* [EXERCISE INSTRUCTIONS] Count how many of the lines below contain the string "post". Reply with only that number.

* [INFORMATION SHOWN]
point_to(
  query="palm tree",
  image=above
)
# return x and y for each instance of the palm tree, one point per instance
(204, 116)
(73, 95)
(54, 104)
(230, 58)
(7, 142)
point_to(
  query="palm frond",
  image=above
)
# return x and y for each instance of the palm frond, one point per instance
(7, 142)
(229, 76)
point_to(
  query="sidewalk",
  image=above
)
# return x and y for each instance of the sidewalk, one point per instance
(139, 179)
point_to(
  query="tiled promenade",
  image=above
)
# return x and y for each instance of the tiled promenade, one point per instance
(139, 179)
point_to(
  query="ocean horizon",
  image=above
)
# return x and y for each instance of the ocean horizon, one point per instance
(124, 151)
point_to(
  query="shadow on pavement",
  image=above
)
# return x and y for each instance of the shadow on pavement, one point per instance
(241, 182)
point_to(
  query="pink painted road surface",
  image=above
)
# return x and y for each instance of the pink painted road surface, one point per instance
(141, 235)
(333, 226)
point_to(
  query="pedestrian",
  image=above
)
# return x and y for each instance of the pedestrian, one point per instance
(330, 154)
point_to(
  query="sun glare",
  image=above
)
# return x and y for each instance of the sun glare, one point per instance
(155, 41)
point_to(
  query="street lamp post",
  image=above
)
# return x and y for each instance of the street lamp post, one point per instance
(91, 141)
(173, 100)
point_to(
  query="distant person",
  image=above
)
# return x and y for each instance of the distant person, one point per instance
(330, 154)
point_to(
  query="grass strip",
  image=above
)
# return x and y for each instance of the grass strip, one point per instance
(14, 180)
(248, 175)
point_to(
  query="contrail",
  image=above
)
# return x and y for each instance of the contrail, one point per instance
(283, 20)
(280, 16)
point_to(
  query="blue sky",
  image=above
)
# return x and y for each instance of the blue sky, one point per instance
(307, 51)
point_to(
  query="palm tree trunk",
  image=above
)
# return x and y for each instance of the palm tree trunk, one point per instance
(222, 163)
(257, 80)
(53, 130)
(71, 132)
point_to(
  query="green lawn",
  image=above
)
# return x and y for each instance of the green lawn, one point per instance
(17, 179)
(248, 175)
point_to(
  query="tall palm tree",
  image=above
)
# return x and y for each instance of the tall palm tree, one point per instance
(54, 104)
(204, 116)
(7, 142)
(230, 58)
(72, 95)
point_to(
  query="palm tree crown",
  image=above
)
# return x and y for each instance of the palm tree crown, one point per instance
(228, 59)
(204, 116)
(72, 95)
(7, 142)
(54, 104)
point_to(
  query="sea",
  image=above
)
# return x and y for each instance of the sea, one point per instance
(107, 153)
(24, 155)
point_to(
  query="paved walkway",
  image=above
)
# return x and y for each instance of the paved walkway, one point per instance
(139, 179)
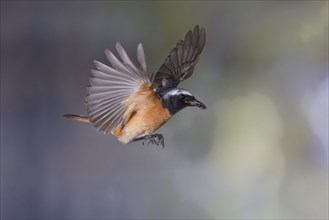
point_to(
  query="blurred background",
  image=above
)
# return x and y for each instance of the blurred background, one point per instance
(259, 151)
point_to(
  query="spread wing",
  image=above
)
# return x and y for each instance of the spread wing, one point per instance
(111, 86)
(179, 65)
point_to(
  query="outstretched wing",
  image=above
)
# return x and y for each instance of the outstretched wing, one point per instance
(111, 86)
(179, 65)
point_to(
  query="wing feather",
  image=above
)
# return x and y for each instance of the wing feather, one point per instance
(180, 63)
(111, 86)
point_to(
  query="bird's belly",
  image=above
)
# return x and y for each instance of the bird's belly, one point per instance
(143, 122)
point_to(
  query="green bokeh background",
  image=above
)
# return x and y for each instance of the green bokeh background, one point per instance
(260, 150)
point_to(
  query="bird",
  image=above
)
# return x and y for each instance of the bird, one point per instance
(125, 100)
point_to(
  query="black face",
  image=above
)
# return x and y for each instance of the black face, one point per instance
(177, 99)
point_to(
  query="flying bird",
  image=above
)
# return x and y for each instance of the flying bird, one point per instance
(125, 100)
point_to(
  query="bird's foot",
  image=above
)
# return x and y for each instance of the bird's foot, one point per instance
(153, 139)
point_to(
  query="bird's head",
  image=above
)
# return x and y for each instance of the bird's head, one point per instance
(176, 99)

* [RESPONSE] 2